Task objective>
Pick out each line in the records that contains the word "target" and copy those lines.

Provided records>
:::::

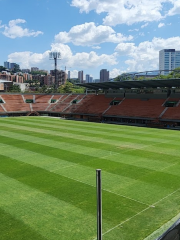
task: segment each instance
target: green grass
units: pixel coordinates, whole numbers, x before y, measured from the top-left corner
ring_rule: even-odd
[[[179,216],[179,131],[1,118],[1,240],[95,240],[97,168],[103,240],[154,239]]]

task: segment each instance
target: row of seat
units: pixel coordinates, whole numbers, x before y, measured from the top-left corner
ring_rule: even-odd
[[[64,114],[180,119],[180,105],[165,107],[166,99],[107,98],[104,94],[2,94],[0,99],[3,101],[0,103],[1,113],[48,111]],[[33,103],[26,103],[26,100],[32,100]],[[119,100],[119,104],[110,105],[113,100]],[[169,98],[168,101],[179,102],[180,99]]]

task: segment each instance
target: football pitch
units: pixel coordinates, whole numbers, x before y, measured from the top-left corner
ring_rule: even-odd
[[[180,217],[180,132],[0,118],[0,239],[155,239]]]

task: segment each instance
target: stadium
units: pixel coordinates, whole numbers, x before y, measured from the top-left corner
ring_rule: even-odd
[[[97,239],[96,169],[104,240],[156,239],[179,219],[180,79],[82,86],[1,93],[1,239]]]

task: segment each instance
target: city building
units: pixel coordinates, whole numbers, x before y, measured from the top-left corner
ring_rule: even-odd
[[[107,69],[101,69],[100,82],[108,82],[108,81],[109,81],[109,71],[107,71]]]
[[[38,72],[39,71],[39,68],[37,68],[37,67],[32,67],[31,68],[31,72]]]
[[[21,69],[22,73],[30,73],[30,69]]]
[[[10,69],[10,62],[4,62],[4,67],[6,68],[6,69]]]
[[[83,71],[78,72],[78,79],[80,83],[83,83]]]
[[[68,71],[68,79],[71,79],[71,72]]]
[[[52,76],[50,74],[44,76],[44,83],[42,85],[51,86],[55,84],[55,76]]]
[[[162,75],[168,75],[173,69],[180,67],[180,51],[162,49],[159,51],[159,70]]]
[[[86,74],[86,83],[89,83],[89,82],[90,82],[90,75]]]
[[[10,70],[14,70],[14,69],[19,70],[20,69],[19,64],[17,64],[17,63],[10,63],[10,62],[7,62],[7,61],[4,62],[4,67],[6,69],[10,69]]]
[[[86,74],[86,83],[92,83],[93,77],[91,77],[89,74]]]

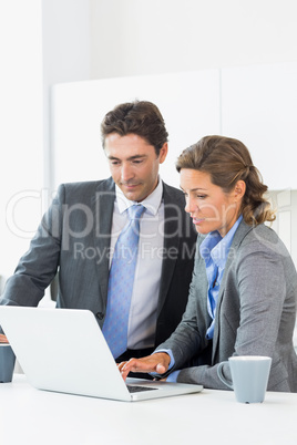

:::::

Final answer>
target: green grass
target: row of seat
target: football pitch
target: stadium
target: city building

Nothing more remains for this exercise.